[Referring expression pointing data]

====

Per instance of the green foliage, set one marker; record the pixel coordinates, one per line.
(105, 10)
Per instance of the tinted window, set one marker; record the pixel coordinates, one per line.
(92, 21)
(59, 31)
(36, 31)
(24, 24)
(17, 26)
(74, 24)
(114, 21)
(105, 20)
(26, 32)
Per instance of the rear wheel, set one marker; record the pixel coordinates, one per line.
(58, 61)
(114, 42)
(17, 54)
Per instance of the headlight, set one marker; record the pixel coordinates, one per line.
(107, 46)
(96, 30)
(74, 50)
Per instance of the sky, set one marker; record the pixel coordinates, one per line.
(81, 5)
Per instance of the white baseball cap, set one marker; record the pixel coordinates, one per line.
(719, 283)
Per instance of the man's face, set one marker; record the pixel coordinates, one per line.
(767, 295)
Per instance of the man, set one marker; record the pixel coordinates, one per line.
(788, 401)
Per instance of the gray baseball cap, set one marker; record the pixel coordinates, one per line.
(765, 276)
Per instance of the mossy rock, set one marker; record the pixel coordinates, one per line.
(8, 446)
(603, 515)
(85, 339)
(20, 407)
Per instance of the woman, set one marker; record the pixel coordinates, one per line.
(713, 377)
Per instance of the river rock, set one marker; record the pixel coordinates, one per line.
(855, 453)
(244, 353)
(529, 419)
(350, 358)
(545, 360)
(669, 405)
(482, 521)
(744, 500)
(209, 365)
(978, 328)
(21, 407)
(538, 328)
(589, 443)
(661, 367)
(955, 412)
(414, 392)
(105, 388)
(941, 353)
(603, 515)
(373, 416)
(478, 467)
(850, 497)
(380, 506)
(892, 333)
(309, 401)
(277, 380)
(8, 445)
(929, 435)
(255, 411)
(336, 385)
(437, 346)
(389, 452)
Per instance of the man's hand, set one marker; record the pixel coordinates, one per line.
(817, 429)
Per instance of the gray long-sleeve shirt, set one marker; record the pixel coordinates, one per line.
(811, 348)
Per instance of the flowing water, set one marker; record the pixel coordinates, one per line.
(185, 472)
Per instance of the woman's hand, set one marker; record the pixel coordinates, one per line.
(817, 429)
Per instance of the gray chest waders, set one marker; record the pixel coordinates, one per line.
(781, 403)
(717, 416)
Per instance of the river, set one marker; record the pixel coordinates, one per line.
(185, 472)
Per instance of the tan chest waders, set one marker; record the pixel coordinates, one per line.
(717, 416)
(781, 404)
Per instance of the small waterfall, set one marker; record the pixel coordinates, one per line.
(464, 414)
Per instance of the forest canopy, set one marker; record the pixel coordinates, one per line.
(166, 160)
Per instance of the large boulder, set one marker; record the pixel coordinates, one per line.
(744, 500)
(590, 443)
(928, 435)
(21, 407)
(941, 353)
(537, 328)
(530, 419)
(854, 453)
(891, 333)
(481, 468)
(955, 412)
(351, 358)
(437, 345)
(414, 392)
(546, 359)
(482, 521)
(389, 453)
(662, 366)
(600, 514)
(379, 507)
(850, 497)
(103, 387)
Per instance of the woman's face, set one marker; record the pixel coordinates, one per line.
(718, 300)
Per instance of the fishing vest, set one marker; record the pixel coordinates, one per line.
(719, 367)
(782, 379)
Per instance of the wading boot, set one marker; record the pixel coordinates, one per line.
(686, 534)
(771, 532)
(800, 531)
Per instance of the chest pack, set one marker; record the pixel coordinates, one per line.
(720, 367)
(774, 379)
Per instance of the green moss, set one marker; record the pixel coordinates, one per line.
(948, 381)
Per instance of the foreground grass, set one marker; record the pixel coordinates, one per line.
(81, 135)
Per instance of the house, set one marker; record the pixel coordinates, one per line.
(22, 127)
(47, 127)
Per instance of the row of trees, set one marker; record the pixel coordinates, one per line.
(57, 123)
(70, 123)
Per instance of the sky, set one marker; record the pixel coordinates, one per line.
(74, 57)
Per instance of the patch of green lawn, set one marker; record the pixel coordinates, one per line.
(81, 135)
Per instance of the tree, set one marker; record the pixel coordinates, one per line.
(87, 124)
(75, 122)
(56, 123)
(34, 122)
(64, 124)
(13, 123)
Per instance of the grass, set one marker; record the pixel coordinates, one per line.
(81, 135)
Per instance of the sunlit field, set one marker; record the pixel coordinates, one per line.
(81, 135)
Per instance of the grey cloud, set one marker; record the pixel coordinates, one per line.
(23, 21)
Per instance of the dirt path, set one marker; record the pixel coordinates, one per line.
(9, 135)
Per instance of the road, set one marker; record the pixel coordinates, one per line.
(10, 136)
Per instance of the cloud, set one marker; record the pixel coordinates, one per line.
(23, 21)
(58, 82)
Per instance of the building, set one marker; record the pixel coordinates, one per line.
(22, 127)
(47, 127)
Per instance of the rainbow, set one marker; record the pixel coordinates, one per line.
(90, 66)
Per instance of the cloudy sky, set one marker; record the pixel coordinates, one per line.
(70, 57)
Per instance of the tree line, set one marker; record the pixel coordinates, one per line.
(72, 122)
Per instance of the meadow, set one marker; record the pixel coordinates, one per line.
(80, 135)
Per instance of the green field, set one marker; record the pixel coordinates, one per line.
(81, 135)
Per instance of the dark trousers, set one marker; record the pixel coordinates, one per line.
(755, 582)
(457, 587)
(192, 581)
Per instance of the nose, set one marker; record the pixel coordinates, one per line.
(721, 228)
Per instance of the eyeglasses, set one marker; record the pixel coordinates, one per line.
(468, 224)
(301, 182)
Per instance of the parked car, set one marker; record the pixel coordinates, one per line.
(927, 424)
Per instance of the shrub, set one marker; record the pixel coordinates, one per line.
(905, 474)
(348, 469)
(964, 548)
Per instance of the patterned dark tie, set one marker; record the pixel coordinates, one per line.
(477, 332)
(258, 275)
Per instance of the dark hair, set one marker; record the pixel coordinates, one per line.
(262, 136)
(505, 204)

====

▶ [TASK TO CARRY OUT]:
Each record is to be repeated word for word, with none skipped.

▶ [ANSWER]:
Per instance of the green foliage, set one marker; record the pixel coordinates, one per line.
(105, 10)
Per instance of the tinted window, set one marker; record the pixel coordinates, one per line.
(92, 21)
(59, 31)
(36, 31)
(24, 24)
(17, 26)
(74, 24)
(114, 21)
(105, 20)
(26, 32)
Per instance of the rear wheel, set one marker; record the pixel coordinates, one per line.
(58, 61)
(114, 42)
(17, 54)
Per instance of the headlight, set one marker; record the pixel coordinates, one per line.
(107, 46)
(96, 30)
(74, 50)
Per instance of the sky, set one marker; record the pixel coordinates, one per line.
(81, 5)
Per instance of the white baseball cap, set one marker; record the pixel coordinates, one per line.
(719, 283)
Per instance of the man's face, set one marker; record the pixel coordinates, one per line.
(767, 295)
Per instance of the man, set one marker; record the pixel coordinates, one per line.
(788, 401)
Per instance of the gray baseball cap, set one marker; record the pixel coordinates, one per line.
(765, 276)
Per instance of the mossy rock, set one marker; record the pixel coordinates, one per line.
(8, 446)
(603, 515)
(85, 339)
(20, 407)
Per instance of the woman, set one marker; record the pixel coordinates, one per line.
(713, 377)
Per instance of the river rock, set one marker; record the pixel coordinates, one per line.
(855, 453)
(244, 353)
(529, 419)
(350, 358)
(545, 360)
(669, 405)
(482, 521)
(744, 500)
(209, 365)
(978, 328)
(21, 407)
(538, 328)
(589, 443)
(661, 367)
(955, 412)
(414, 392)
(105, 388)
(941, 353)
(603, 515)
(373, 416)
(478, 467)
(850, 497)
(380, 506)
(892, 333)
(309, 401)
(277, 380)
(8, 445)
(929, 435)
(255, 411)
(336, 385)
(437, 346)
(389, 452)
Per instance of the man's hand, set one marker; record the pixel coordinates, one per line.
(817, 429)
Per instance of the gray long-sleeve shirt, set one marker; record the pixel coordinates, one per line.
(811, 348)
Per instance of the flowing water, set one marker; record the pixel coordinates, one per line.
(185, 472)
Per instance of the woman's hand, set one marker; record the pixel coordinates, one per line.
(817, 429)
Per instance of the gray chest waders, set one marker; record the pixel coordinates, one per line.
(781, 403)
(717, 416)
Per instance of the river, set one marker; record the pixel coordinates, one per line.
(185, 472)
Per instance of the tan chest waders, set one marker; record the pixel coordinates, one per line.
(717, 416)
(781, 404)
Per instance of the small waterfall, set one marker; record the pixel coordinates, one per line.
(464, 414)
Per instance of the forest canopy, set one marker; record the pixel coordinates, one per line.
(166, 160)
Per instance of the large boulder, set one marker; record the pixel coordinates, one per line.
(744, 500)
(590, 443)
(928, 435)
(21, 407)
(941, 353)
(537, 328)
(530, 419)
(854, 453)
(891, 333)
(481, 468)
(955, 412)
(351, 358)
(437, 345)
(414, 392)
(546, 359)
(482, 521)
(389, 453)
(662, 366)
(600, 514)
(379, 507)
(850, 497)
(103, 387)
Per instance of the woman's face, set one marker; record the pixel coordinates, one per line.
(718, 300)
Per instance of the fishing vest, set one marker; record the pixel coordinates, one per line.
(719, 367)
(782, 379)
Per instance of the wading boot, set one marker; record the pixel coordinates, one per line.
(686, 534)
(771, 532)
(800, 531)
Per instance of the chest pack, set one marker; record the pixel coordinates, one per line.
(720, 367)
(774, 379)
Per instance of the green moss, set one marker; record the pixel coordinates, one per line.
(948, 381)
Per instance of the foreground grass, set one marker; record the pixel coordinates, one per line.
(81, 135)
Per instance of the house, set one marker; record the pixel coordinates, one per line.
(22, 127)
(47, 127)
Per instance of the row of trees, set one marker; record the pixel coordinates, one per line.
(57, 123)
(70, 123)
Per instance of the sky, set one marker; record the pixel coordinates, one per line.
(74, 57)
Per instance of the patch of green lawn, set one marker; record the pixel coordinates, one per line.
(81, 135)
Per instance of the tree, set one marker; record the pixel coordinates, one per line.
(87, 124)
(75, 122)
(56, 123)
(34, 122)
(64, 124)
(13, 123)
Per instance of the grass, set one marker; record the pixel coordinates, one per line.
(81, 135)
Per instance of the sunlit field, set one marker; record the pixel coordinates, one per line.
(81, 135)
Per instance of the grey cloud, set one marker; record the pixel coordinates, one per line.
(23, 21)
Per instance of the dirt path, set one marker; record the pixel coordinates, one per line.
(9, 135)
Per instance of the road, set one marker; record the pixel coordinates, one per line.
(10, 136)
Per instance of the cloud, set one marker; record the pixel coordinates, one per line.
(23, 21)
(58, 82)
Per instance of the building, set one marker; record the pixel coordinates, one per line.
(22, 127)
(47, 127)
Per instance of the rainbow, set one marker; record the pixel coordinates, one per line.
(90, 66)
Per instance of the cloudy sky, set one marker; record the pixel coordinates, one per line.
(70, 57)
Per instance of the tree line, set one marker; record the pixel coordinates, one per line.
(72, 122)
Per instance of the meadow, set one marker; record the pixel coordinates, one per line.
(80, 135)
Per instance of the green field, set one marker; record the pixel coordinates, one per line.
(81, 135)
Per instance of the dark trousers, set one marker; record the pixel coordinates, one per line.
(755, 582)
(457, 587)
(192, 581)
Per instance of the nose, set one marker; record the pixel coordinates, one per line.
(721, 228)
Per instance of the eyeglasses, set one marker; record the pixel coordinates, one per line.
(468, 224)
(301, 182)
Per instance of the parked car, set one marker; record the pixel coordinates, one per line.
(927, 424)
Per instance of the shrub, set one marker; record the pixel coordinates, one per line.
(905, 474)
(348, 469)
(964, 548)
Per instance of the patterned dark tie, set one marker; record the pixel coordinates, one per line.
(477, 332)
(258, 275)
Per instance of the dark hair, set one marker; record the pixel coordinates, one per line.
(262, 136)
(505, 204)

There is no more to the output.